━━━ Texto proporcionado

La cultura machista, que sobaja a la mujer y en la que comentarios como “es tu suerte”, o “tú te lo buscaste”, provienen de las propias familias, lo cual mina la identificación de las mujeres en su condición de violentadas, indica María López, coordinadora del Kalli Luz Marina.
Desde marzo de 2007, el Kalli ha trabajado en concientizar a las mujeres que la violencia “no es algo normal y nada la justifica, que es un delito y que se puede denunciar, que nada puede obligar a que una mujer esté viviendo violencia y esté sometida”, explica María.
En la Cami el trabajo es similar. A través de talleres y obras de teatro, ayudan a las mujeres de los municipios de Zongolica, Los Reyes, Mixtla de Altamirano y Texhuacan, principalmente, a identificar si viven una situación de violencia.
“Para la sierra de Zongolica y para las mujeres indígenas es difícil identificar la violencia, porque es parte de una cultura que hemos arrastrado por años”, reflexiona Salustia.
Karina, otra de las promotoras de la Casa, agrega que no ha sido fácil que las mujeres se acerquen a los talleres, mucho menos que acepten la condición de violencia que viven. Al igual que sus compañeras, atribuye parte de esta problemática a las costumbres. “Ya es una cultura vivir la violencia”, asesta.
Para explicar que el trabajo que hacen no pretende socavar la forma de vida de las comunidades, María López propone una gentil analogía: “la cultura tiene flores y espinas. Las espinitas hay que quitarlas, no son buenas”.
El asedio
Por tratarse de mujeres que defienden a otras mujeres, Salustia, Karina, Juana, Efraína, Aída y Silvia, de la Cami, y María, Juana y Alberta, así como otras ocho promotoras del Kalli Luz Marina, también encaran agresiones en su contra.
En el caso de las mujeres de la Cami, el asedio ha consistido en amenazas a través de mensajes y llamadas telefónicas y la intimidación en las comunidades donde imparten los talleres.
“De repente encontramos mujeres que sus esposos sí son tremendos y se quieren pasar de listos a la hora del taller”, refiere una de ellas.

━━━━━━
━━━ Líneas extraídas

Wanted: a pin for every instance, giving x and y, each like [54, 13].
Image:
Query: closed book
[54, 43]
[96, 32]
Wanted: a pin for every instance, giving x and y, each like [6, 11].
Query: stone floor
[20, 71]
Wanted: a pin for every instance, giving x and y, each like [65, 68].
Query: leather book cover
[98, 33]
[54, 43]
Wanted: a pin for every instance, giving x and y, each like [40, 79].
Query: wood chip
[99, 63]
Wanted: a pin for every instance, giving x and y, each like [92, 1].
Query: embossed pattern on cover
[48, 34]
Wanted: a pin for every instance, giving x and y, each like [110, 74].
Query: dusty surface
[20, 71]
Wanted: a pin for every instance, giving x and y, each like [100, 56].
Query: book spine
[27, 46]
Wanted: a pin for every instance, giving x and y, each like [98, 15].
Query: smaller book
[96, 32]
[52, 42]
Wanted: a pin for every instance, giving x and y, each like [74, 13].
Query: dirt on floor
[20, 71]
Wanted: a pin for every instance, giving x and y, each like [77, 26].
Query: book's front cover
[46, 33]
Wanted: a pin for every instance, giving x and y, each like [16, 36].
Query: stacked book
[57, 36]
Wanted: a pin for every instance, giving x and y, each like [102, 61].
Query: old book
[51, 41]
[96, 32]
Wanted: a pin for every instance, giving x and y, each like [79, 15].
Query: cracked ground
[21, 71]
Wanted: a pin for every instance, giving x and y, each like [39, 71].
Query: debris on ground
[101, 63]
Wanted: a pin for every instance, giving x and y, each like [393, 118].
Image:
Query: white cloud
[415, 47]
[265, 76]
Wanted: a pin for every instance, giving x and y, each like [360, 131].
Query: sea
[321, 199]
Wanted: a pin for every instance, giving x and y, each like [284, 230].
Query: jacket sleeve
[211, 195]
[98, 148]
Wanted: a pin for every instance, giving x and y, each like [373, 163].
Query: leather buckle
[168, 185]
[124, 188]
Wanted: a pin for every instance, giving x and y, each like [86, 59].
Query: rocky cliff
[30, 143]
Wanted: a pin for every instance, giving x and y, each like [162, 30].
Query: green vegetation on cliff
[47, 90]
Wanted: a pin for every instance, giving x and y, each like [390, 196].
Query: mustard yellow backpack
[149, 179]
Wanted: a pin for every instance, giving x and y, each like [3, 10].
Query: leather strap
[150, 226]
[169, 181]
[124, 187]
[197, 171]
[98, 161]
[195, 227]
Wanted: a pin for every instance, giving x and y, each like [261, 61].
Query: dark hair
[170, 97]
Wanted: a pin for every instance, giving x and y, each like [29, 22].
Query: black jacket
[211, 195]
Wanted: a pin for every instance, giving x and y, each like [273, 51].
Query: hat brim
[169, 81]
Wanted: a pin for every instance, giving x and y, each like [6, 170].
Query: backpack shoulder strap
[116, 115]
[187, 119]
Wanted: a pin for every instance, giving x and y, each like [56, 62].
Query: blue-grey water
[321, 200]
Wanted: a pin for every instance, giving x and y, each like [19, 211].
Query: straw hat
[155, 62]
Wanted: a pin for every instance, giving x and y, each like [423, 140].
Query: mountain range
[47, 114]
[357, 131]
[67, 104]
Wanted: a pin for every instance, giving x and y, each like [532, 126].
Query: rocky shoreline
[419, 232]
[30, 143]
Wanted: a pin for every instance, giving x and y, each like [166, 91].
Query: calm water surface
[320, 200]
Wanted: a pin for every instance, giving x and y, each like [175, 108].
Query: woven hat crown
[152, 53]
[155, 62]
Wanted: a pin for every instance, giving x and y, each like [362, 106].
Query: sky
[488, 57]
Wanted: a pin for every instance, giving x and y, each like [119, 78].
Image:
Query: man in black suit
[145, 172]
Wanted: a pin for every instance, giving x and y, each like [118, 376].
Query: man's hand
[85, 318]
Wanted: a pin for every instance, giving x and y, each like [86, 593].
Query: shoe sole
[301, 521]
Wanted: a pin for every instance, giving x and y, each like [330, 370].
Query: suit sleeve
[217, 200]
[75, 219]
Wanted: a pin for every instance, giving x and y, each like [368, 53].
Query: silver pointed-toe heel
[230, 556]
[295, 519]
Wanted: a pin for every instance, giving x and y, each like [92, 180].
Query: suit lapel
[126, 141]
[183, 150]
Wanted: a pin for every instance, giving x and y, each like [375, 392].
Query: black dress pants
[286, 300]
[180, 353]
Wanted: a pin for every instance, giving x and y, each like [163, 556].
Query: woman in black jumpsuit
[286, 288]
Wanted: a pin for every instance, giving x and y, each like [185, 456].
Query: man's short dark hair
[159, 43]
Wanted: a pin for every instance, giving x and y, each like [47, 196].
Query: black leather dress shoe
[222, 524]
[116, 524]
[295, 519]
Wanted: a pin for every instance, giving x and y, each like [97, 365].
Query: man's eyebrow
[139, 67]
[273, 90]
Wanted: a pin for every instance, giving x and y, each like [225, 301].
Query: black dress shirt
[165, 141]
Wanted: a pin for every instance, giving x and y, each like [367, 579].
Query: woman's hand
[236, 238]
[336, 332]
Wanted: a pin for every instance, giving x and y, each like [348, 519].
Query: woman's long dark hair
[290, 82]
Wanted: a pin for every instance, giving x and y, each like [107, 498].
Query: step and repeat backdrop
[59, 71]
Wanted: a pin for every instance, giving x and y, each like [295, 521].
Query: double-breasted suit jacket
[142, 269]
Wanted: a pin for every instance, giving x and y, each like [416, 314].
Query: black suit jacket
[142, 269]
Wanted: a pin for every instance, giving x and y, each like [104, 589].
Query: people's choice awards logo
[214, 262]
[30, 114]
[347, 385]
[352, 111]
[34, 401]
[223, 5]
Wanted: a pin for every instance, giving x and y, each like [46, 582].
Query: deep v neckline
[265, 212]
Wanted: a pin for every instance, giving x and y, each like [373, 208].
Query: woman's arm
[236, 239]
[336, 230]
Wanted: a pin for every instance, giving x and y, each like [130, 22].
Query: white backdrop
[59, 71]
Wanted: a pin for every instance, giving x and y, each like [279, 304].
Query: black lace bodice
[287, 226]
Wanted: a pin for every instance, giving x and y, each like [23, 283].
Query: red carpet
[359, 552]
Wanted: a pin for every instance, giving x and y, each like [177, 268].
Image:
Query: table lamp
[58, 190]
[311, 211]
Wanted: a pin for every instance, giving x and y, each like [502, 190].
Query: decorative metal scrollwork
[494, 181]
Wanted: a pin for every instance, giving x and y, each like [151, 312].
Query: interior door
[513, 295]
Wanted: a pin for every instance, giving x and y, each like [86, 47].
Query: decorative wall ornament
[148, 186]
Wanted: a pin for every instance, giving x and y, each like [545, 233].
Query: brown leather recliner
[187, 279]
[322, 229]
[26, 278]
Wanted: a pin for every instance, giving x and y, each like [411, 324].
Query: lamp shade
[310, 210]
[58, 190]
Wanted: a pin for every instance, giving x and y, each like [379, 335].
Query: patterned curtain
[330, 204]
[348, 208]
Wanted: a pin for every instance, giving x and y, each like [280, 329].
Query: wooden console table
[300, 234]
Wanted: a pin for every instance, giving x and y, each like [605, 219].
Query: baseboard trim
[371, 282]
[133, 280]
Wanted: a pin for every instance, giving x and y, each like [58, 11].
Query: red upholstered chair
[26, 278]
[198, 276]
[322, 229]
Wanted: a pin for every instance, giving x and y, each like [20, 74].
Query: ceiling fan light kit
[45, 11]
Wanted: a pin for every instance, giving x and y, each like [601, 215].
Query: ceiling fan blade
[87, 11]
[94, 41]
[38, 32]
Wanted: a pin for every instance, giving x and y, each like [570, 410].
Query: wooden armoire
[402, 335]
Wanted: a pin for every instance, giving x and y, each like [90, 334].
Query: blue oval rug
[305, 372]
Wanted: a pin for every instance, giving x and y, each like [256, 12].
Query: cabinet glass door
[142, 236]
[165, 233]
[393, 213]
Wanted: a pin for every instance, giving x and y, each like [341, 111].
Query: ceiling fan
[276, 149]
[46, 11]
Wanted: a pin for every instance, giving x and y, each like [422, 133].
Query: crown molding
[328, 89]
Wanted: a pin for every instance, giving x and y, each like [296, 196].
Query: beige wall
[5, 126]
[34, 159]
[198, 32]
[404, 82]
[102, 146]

━━━━━━
━━━ Líneas extraídas

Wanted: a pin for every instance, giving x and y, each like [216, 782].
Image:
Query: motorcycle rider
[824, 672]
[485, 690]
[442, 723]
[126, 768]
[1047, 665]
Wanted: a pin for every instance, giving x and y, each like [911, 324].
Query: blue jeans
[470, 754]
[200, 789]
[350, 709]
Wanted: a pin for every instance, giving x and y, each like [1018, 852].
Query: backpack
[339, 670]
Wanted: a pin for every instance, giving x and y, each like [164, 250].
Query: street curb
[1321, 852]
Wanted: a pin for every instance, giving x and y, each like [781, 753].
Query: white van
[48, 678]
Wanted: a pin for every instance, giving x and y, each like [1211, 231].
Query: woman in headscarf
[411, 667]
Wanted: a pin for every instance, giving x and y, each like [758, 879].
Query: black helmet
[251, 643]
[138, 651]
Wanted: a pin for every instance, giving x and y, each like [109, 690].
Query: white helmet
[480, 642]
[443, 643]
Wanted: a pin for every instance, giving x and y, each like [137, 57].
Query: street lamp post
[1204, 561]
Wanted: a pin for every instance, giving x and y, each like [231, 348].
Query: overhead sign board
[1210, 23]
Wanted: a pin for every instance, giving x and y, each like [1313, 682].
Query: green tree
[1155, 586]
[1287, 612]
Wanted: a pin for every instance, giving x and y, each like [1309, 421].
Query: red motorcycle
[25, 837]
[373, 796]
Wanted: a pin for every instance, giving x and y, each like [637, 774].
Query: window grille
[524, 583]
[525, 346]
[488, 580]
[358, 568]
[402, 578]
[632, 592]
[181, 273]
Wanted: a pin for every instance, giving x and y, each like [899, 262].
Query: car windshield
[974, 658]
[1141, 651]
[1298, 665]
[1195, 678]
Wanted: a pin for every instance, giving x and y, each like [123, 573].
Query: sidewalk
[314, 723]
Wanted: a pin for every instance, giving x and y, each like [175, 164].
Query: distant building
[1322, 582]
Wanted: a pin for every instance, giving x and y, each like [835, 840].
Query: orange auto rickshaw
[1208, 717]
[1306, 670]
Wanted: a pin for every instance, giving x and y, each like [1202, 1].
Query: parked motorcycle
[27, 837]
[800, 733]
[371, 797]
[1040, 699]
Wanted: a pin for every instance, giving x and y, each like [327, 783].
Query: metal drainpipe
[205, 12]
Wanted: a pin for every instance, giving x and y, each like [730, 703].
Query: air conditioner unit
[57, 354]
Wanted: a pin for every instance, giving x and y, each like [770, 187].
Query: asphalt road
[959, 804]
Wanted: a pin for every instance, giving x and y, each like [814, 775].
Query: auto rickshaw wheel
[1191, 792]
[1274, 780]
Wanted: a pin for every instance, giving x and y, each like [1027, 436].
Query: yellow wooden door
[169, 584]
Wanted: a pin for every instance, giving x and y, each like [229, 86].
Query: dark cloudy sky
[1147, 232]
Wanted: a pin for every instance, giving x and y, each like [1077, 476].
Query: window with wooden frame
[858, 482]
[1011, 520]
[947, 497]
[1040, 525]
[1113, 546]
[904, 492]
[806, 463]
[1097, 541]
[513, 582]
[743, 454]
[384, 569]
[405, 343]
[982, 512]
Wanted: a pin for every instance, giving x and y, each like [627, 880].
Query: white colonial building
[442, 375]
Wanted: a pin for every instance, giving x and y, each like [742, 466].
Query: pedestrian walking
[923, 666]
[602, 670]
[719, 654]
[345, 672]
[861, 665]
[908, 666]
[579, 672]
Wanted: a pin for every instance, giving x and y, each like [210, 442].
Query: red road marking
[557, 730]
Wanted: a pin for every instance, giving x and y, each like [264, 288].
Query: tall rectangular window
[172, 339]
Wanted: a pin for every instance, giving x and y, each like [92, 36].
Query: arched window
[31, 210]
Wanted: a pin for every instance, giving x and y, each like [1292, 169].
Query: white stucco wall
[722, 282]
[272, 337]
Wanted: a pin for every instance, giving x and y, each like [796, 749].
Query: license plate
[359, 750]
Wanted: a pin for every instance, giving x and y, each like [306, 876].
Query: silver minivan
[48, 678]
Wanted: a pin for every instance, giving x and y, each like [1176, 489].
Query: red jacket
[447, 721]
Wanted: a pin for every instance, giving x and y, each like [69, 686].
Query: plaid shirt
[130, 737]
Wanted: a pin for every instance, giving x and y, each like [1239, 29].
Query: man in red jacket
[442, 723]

━━━━━━

◆ **Enunciado**
Continúa el texto sobre las promotoras que atienden la violencia contra las mujeres en la sierra de Zongolica a partir de su última oración.

◆ **Tu respuesta**
Por eso es que han establecido un convenio con la autoridad municipal de Zongolica, para que envíen personal de seguridad a las comunidades a las que acuden, a fin de que las protejan tanto a ellas como a las mujeres que asisten a los talleres.
Las promotoras del Kalli no corren con tanta suerte. Carmen Xocua, quien trabajó en la sede de Magdalena, recuerda que cuando acompañaba a una mujer ante el síndico, éste le decía como bromeando: “‘Ay, otra vez ustedes’. No nos querían ver ahí, en lugar de que una se sienta apoyada por la organización, a él no le gustaba la idea de que estuviéramos ahí. Siempre nos veía como rivales”.
María López repite la frase que se le ha vuelto común escuchar, sobre todo, en Magdalena: “En Kalli Luz Marina mal aconsejan a las mujeres”. La coordinadora del centro aclara a qué alude ese mal consejo: “Les estamos diciendo ‘sepárate de tu pareja si te está golpeando’”.
Atajar la violencia
Juana, promotora de la Cami, toma la palabra. Frases como “quisiste marido, ahora te aguantas”, “no tienes por qué estarle rezongando”, “déjalo, si anda con otra que ande, mientras te traiga lo poco que te pueda traer”, resuenan en su cabeza: era lo que su madre le decía a su hermana, quien vivía violencia por parte de su pareja.
Juana vivía una paradoja: trabajaba promoviendo los derechos de la mujer y no podía ayudar a su propia hermana a salir de su situación de violencia.
Recuerda que un día, al llegar a casa de sus padres, encontró a su hermana con hematomas a causa de golpes. Su sobrina fue quien le confesó que el agresor había sido el esposo. “Es la primera y la última vez que te dejas que te pegue, porque de hoy en adelante no te pega nadie”, recuerda que le dijo.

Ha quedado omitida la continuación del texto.